# start of RECORD LIST

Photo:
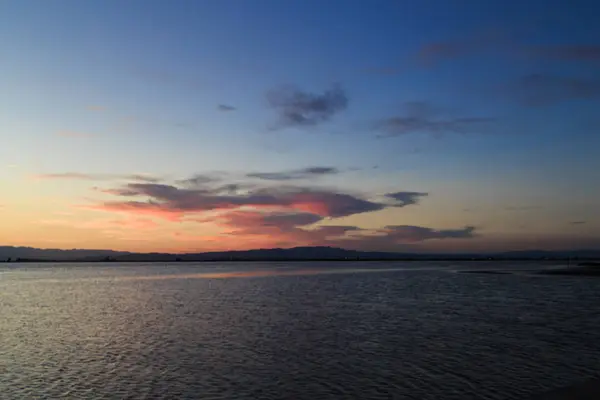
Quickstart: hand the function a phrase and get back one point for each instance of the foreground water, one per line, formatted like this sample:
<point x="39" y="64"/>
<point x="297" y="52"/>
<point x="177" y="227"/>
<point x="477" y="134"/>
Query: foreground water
<point x="293" y="331"/>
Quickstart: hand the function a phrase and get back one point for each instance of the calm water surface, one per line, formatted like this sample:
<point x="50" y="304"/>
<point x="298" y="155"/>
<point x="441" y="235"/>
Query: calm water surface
<point x="292" y="331"/>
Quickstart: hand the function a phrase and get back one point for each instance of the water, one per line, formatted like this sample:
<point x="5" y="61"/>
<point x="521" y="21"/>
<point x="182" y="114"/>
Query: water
<point x="292" y="331"/>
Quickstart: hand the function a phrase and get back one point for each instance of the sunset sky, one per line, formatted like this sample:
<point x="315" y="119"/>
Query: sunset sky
<point x="198" y="125"/>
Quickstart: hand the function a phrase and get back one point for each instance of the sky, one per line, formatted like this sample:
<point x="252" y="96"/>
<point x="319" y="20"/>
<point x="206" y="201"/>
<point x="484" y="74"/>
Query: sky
<point x="199" y="125"/>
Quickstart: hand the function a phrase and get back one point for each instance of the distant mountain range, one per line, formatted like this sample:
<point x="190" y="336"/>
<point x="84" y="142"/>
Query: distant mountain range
<point x="296" y="253"/>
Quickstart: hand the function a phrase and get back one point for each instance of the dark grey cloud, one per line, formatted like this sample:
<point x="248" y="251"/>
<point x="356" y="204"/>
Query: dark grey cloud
<point x="411" y="233"/>
<point x="296" y="108"/>
<point x="295" y="174"/>
<point x="171" y="199"/>
<point x="199" y="180"/>
<point x="226" y="107"/>
<point x="421" y="117"/>
<point x="523" y="208"/>
<point x="542" y="90"/>
<point x="406" y="198"/>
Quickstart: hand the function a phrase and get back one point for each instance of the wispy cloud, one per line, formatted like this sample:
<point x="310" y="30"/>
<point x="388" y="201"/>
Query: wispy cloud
<point x="97" y="177"/>
<point x="226" y="107"/>
<point x="421" y="117"/>
<point x="541" y="89"/>
<point x="571" y="53"/>
<point x="297" y="108"/>
<point x="262" y="215"/>
<point x="304" y="173"/>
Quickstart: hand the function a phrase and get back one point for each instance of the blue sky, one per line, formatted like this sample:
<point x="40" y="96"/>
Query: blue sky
<point x="506" y="97"/>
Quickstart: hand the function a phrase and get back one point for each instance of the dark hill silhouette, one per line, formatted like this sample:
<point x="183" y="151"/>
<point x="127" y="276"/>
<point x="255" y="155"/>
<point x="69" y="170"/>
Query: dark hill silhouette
<point x="295" y="253"/>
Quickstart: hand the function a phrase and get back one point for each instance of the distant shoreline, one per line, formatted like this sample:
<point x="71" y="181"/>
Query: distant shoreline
<point x="587" y="263"/>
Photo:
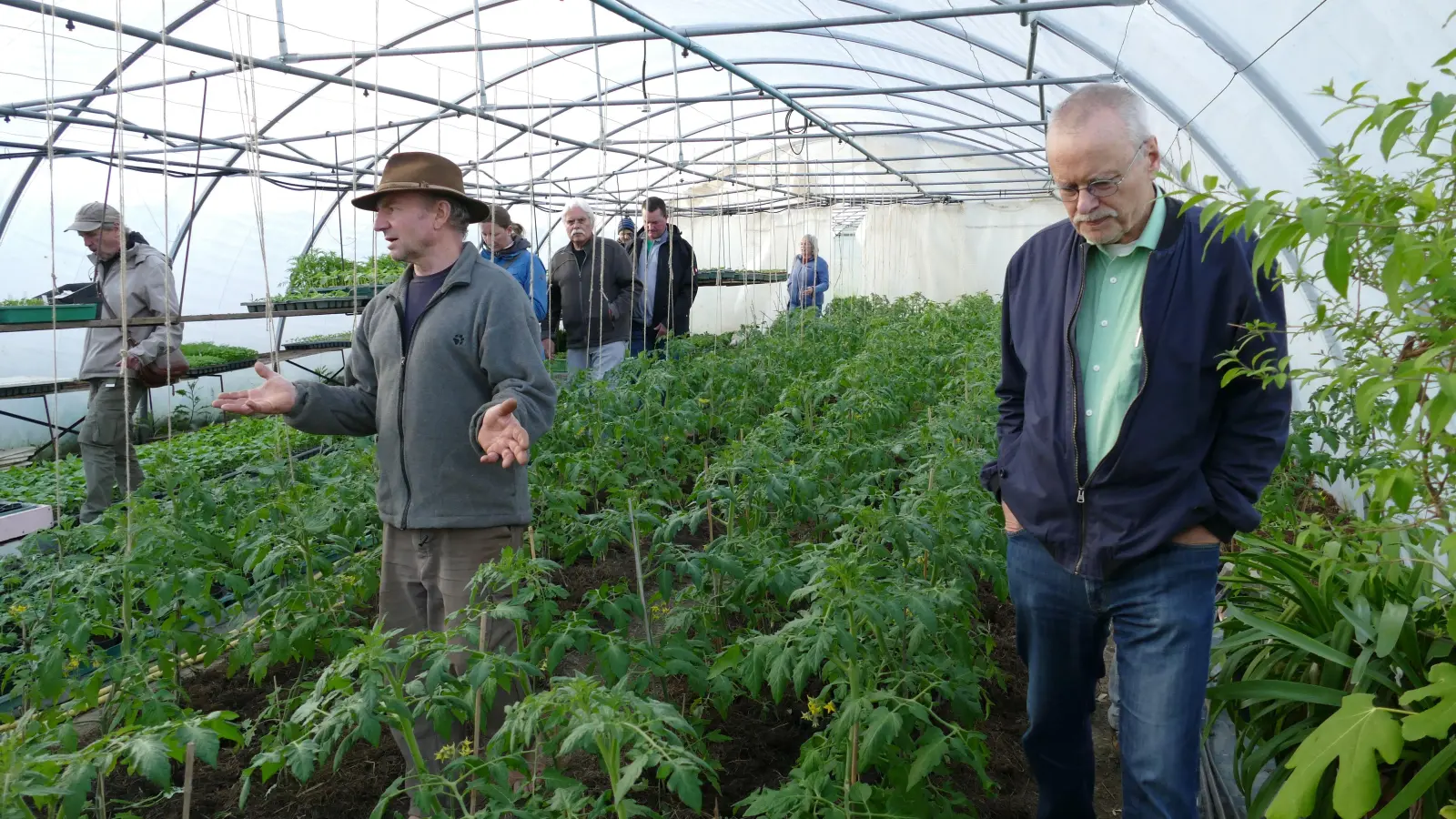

# end of RECORD LIST

* _WHAT YOU ARE ASKED TO DO_
Copy every line of the listing, starting at the line that contains "distant shoreline, one" and ending at the end of the listing, and shift each x and y coordinate in the answer points by -102 while leaving the sample points unchanged. Leave the pictures out.

* _FINAL RESULT_
Quickstart: hand the function a phrase and get back one point for each instance of the distant shoreline, one per line, formatted like this sample:
<point x="71" y="181"/>
Query: distant shoreline
<point x="485" y="161"/>
Photo:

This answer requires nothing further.